[Dataset records]
● ● ● ● ●
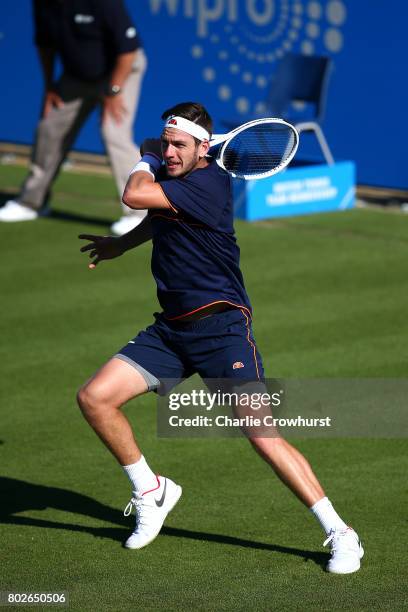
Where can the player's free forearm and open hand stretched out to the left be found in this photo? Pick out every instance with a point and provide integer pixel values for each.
(110, 247)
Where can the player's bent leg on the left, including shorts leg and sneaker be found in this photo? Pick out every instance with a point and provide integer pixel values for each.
(136, 369)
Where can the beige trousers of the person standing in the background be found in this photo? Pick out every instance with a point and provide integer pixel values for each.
(56, 134)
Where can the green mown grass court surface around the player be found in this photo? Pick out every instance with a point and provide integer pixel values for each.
(330, 298)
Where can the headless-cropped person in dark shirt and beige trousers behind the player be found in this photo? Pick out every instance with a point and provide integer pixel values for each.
(103, 64)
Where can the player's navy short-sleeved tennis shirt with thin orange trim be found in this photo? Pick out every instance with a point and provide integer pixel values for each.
(195, 258)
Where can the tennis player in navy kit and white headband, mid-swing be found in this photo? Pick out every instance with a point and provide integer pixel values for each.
(204, 326)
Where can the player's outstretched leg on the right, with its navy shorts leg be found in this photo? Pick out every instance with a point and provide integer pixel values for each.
(239, 349)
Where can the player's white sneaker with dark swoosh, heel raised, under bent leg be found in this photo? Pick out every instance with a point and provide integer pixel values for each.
(152, 507)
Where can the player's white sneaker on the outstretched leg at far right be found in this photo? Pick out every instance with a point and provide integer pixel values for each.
(346, 551)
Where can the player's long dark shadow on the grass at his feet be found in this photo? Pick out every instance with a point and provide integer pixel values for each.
(19, 496)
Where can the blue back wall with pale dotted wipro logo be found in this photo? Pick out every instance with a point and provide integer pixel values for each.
(222, 52)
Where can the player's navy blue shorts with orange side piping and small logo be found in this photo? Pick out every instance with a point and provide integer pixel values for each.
(217, 346)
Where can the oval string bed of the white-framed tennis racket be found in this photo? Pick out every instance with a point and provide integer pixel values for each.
● ● ● ● ●
Restate every line above exactly, omitting images.

● TASK RESULT:
Where can the player's free forearm and open hand stretched out to the left be found in this photo? Pick out every instance with a point and provide integer pixel values for each.
(110, 247)
Where can the player's bent leg on the left, including shorts leg and sneaker be found in this photo? Pick out every instance with a point and provide integer pixel values for each.
(136, 369)
Where can the beige trousers of the person standing in the background be found in this photo? Pick out every instance with a point and provide integer pixel values for each.
(56, 134)
Where can the green mown grass court surface around the player be found in this photo? Pick out every instance with a point and provide integer pixel values for each.
(330, 298)
Where can the headless-cropped person in dark shirt and beige trousers behind the player be found in this photo? Pick out every instance with a point and provide integer pixel values for each.
(103, 64)
Where can the player's navy short-sleeved tennis shirt with thin orange trim be found in this photo? Pick out every instance with a point and provide integer pixel values for each.
(195, 258)
Where can the tennis player in navy kit and white headband, mid-swing be found in this photo? Pick out every instance with a point and provide integer pixel values for each.
(204, 326)
Where can the player's outstretched leg on the right, with its navy shorts leg be found in this photo? Pick out every instance with a point and provide integer pixel values for each.
(239, 349)
Where can the player's white sneaker with dark swoosh, heel raised, under bent leg be found in this photo? Pick out every instance with a point and provide integer pixel values for each.
(152, 507)
Where can the player's white sneaker on the outstretched leg at far right be found in this photo? Pick out every instance with a point and provide integer pixel values for each.
(346, 551)
Where can the player's long dark shadow on the grass at his feet be found in this photo? Pick out every instance with a point and provide integer pixel values for each.
(19, 496)
Where can the blue back wall with pale dotted wipro logo be found in this photo? Pick out every instance with a point and provide integer pixel values for each.
(222, 52)
Where can the player's navy blue shorts with orange side piping and small logo be found in this photo? Pick out every instance with a point and provide integer pixel values for each.
(217, 346)
Where can the oval string bed of the white-framed tennis racket be found in this photo? Pick out every instance with a point and provide integer pixel values for each.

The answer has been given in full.